GOAL OF THE EXERCISE ->
Reproduce as a numbered list the lines of the items below, starting at the line that contains "Annotation task: mark the tourist" and ending at the line that contains "[[521, 134]]". Leave out any blank lines.

-- begin --

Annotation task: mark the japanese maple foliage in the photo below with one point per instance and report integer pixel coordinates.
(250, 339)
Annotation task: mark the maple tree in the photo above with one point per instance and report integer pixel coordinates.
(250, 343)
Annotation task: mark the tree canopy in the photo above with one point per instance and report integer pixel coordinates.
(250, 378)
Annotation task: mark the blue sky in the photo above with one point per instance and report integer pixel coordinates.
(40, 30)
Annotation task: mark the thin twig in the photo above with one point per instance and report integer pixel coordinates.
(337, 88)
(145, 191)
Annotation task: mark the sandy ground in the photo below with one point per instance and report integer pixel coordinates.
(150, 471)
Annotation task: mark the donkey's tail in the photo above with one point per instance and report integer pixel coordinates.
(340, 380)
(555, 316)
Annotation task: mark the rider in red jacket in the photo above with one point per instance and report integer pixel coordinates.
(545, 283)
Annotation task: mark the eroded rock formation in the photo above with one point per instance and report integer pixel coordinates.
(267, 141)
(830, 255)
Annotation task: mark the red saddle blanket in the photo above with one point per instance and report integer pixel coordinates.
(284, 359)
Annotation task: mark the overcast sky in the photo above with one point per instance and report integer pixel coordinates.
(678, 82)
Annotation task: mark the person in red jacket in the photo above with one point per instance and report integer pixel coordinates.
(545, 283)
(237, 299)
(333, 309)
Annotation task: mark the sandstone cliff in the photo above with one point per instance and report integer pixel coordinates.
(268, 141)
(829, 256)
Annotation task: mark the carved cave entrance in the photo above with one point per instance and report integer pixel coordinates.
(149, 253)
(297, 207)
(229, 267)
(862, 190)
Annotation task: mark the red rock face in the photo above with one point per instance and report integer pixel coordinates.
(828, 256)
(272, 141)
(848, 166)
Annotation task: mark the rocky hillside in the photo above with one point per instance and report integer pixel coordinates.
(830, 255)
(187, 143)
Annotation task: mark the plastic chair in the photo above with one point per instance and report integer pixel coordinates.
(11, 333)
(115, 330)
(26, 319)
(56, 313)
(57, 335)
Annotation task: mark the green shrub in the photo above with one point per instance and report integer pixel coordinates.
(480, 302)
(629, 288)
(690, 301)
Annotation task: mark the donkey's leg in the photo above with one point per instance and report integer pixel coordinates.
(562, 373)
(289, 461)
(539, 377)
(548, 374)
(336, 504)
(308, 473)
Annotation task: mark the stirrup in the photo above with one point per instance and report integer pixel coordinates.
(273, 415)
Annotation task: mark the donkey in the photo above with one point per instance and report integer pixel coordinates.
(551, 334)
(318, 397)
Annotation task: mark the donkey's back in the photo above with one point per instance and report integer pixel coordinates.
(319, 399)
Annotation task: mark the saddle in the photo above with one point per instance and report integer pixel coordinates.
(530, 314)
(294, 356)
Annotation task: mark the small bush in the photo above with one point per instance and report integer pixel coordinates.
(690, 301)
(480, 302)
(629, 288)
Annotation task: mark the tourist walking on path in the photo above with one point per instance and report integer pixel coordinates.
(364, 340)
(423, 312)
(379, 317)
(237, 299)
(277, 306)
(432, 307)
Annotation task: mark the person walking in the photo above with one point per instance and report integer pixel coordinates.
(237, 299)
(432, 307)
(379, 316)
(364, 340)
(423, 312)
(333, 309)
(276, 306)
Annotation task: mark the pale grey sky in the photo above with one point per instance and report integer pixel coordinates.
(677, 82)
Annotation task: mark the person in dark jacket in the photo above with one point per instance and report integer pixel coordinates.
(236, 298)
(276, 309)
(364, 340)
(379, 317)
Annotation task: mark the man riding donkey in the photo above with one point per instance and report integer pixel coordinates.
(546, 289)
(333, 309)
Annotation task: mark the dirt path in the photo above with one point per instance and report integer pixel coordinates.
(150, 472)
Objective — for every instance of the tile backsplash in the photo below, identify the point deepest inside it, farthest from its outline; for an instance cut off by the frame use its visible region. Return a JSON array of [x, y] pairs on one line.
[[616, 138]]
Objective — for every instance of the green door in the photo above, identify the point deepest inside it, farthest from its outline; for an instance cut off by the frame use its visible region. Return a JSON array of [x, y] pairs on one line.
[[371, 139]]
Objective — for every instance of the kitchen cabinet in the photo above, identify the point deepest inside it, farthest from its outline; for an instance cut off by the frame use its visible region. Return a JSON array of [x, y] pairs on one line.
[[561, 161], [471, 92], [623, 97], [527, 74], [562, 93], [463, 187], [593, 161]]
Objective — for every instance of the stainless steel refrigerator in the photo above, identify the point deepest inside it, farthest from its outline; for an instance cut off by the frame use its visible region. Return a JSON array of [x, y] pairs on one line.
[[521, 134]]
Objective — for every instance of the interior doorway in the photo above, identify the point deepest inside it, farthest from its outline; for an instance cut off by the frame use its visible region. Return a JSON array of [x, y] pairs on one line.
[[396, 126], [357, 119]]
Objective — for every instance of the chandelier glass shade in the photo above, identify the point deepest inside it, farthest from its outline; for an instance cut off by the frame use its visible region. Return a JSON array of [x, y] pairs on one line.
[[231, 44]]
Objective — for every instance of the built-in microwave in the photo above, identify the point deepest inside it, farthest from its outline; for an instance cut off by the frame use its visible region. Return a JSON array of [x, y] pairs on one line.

-- end --

EXERCISE SOLUTION ->
1. Annotation task: mark the tourist walking on path in the photo above with one point per instance and report integer pixel coordinates.
2. (364, 340)
3. (423, 312)
4. (379, 317)
5. (237, 299)
6. (277, 306)
7. (432, 307)
8. Annotation task: mark the person walking in the photo above with one point per instance and report integer pixel coordinates.
9. (237, 299)
10. (432, 307)
11. (379, 316)
12. (364, 340)
13. (423, 312)
14. (333, 309)
15. (276, 306)
16. Annotation task: mark the pale grey sky in the photo above with one point per instance and report integer pixel coordinates.
17. (677, 82)
18. Annotation task: mark the person in dark jacket in the photo above with one point per instance and report integer pixel coordinates.
19. (236, 298)
20. (276, 309)
21. (364, 340)
22. (379, 317)
23. Annotation task: mark the man riding donkey in the photo above with one point per instance and report integer pixel coordinates.
24. (546, 289)
25. (333, 309)
26. Annotation task: mark the dirt path in the photo above with one point per instance and report integer pixel coordinates.
27. (150, 472)
28. Objective — for every instance of the tile backsplash in the photo below, identify the point deepest inside it, farthest from its outline; for an instance cut off by the frame use its visible region. Return a JSON array of [x, y] pairs on one line.
29. [[616, 138]]
30. Objective — for every instance of the green door in the photo above, identify the point deepest inside it, farthest from its outline; for an instance cut off by the frame use its visible region. Return a JSON array of [x, y] pairs on one line.
31. [[371, 139]]
32. Objective — for every instance of the kitchen cabinet in the photo above, identify the point deepest inside it, farthest from its outline; for an instance cut off by the frame use its visible region. Return a JSON array of [x, y] pairs on one line.
33. [[561, 161], [471, 92], [623, 97], [527, 74], [562, 93], [463, 187], [593, 161]]
34. Objective — for every instance of the stainless steel refrigerator in the photo above, identify the point deepest inside it, farthest from its outline; for an instance cut off by the frame use its visible region. Return a JSON array of [x, y] pairs on one line.
35. [[521, 134]]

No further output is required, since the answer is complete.